» THE EXERCISE: Locate every line in the entries below that contains the word "Where", and copy each of those lines in full.

» MATERIAL PROVIDED:
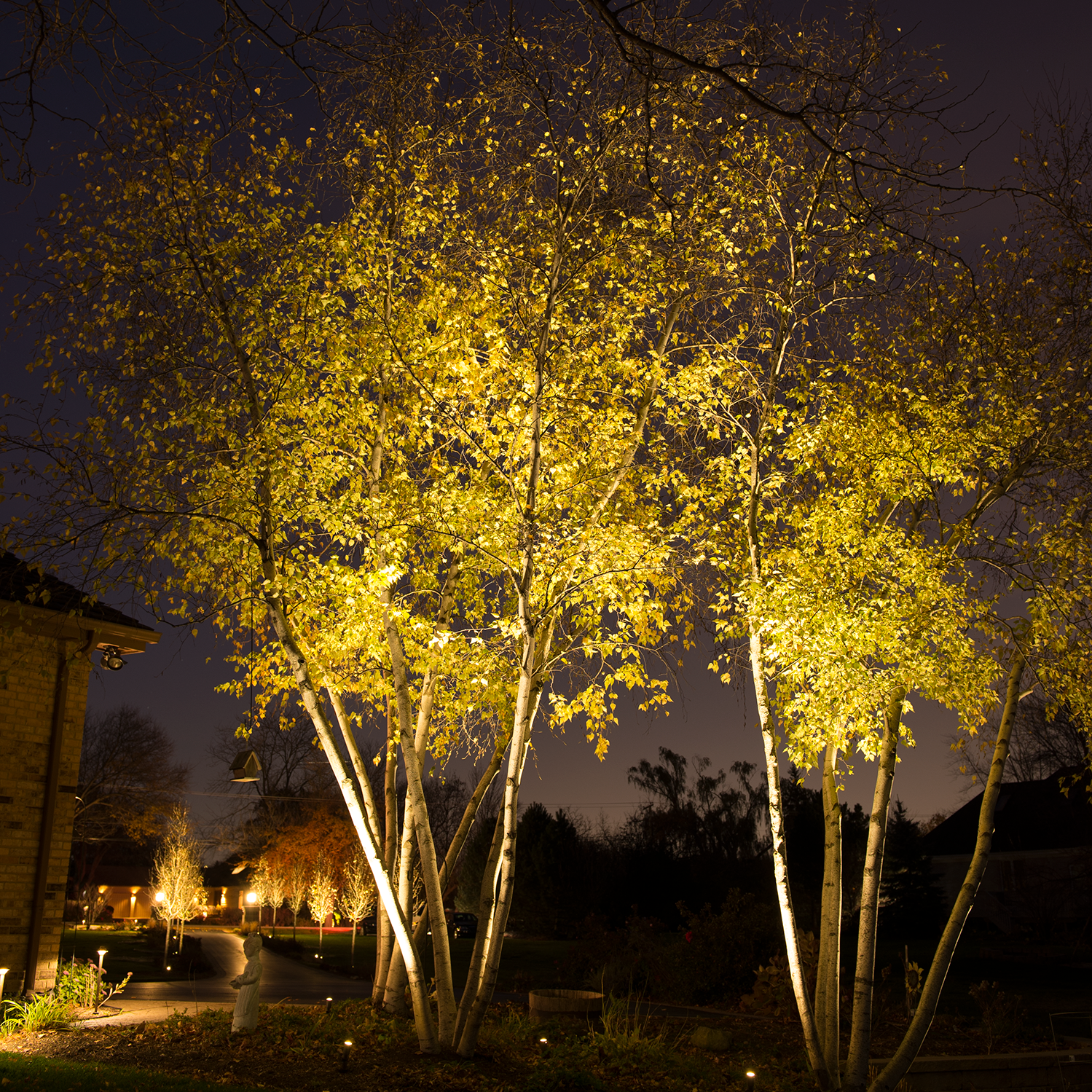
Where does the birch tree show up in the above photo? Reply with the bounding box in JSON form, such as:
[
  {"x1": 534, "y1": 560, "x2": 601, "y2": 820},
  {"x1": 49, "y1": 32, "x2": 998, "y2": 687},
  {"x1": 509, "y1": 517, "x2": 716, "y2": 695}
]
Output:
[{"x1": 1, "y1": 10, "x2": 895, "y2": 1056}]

* * *

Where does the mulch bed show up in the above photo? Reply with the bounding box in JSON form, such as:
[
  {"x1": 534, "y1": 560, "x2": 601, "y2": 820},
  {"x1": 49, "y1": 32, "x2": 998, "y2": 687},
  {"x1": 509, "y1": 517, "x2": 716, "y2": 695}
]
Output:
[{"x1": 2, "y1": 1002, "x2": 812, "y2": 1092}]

» CORRECT RESULT:
Where does the birch tree show up in the above photo? Reply with the bounding box in JSON form, such as:
Where does the mulch bed show up in the above photo? Reply with the bounding box in JSON form, such as:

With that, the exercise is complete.